With regards to besides, I have pasted what you can find on dictionary.com
If used as an adverb, it does indeed have the opposite meaning (point 5)

adverb 1. moreover; furthermore; also: Besides, I promised her we would come. 
2. in addition: There are three elm trees and two maples besides. 
3. otherwise; else: They had a roof over their heads but not much besides.
preposition 4. over and above; in addition to: Besides a mother he has a sister to support. 
5. other than; except: There's no one here besides Bill and me.

apart from
adverb 1. into pieces or parts; to pieces: to take a watch apart; an old barn falling apart from decay. 
2. separately in place, time, motion, etc.: New York and Tokyo are thousands of miles apart. Our birthdays are three days apart. 
3. to or at one side, with respect to place, purpose, or function: to put money apart for education; to keep apart from the group out of pride. 
4. separately or individually in consideration: each factor viewed apart from the others.

• **Information shown**:
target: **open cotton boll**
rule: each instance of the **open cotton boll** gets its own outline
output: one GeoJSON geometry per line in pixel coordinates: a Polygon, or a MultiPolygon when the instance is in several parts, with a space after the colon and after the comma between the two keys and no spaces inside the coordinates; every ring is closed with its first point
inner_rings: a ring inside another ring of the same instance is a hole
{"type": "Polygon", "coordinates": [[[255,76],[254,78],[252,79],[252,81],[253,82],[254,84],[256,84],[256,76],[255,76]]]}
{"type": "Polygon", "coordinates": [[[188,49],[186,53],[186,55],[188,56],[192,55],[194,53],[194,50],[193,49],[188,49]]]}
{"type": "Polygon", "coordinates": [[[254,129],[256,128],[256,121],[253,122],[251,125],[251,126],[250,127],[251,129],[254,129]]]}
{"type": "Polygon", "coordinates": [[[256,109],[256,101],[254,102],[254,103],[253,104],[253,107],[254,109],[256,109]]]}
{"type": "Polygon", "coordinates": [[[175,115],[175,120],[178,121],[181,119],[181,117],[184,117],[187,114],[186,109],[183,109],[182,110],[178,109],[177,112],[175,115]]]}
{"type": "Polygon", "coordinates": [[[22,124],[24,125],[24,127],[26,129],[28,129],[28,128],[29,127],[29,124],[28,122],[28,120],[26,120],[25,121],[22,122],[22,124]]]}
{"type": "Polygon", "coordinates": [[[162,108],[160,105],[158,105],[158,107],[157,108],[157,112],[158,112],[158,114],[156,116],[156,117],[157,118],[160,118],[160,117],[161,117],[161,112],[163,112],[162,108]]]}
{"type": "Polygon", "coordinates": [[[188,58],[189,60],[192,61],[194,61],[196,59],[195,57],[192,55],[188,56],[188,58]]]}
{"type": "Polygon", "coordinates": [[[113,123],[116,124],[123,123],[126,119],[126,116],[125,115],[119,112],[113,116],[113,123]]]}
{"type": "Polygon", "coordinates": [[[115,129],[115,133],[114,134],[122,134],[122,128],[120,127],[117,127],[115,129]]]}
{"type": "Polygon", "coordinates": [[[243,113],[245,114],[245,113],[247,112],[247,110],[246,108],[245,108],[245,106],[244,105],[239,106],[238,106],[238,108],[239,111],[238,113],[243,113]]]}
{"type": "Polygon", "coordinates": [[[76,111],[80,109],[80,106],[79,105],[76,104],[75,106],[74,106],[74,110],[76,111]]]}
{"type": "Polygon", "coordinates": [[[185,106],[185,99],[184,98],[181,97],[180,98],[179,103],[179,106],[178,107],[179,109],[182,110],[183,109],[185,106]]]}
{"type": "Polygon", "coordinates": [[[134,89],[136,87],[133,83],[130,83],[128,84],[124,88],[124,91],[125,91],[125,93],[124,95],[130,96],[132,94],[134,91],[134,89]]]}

• **Problem to work on**:
Reproduce the dictionary excerpt between "adverb 1. moreover;" and "not much besides.", inclusive, substituting "oaks" for every occurrence of "maples".

• **Response to this exercise**:
adverb 1. moreover; furthermore; also: Besides, I promised her we would come. 
2. in addition: There are three elm trees and two oaks besides. 
3. otherwise; else: They had a roof over their heads but not much besides.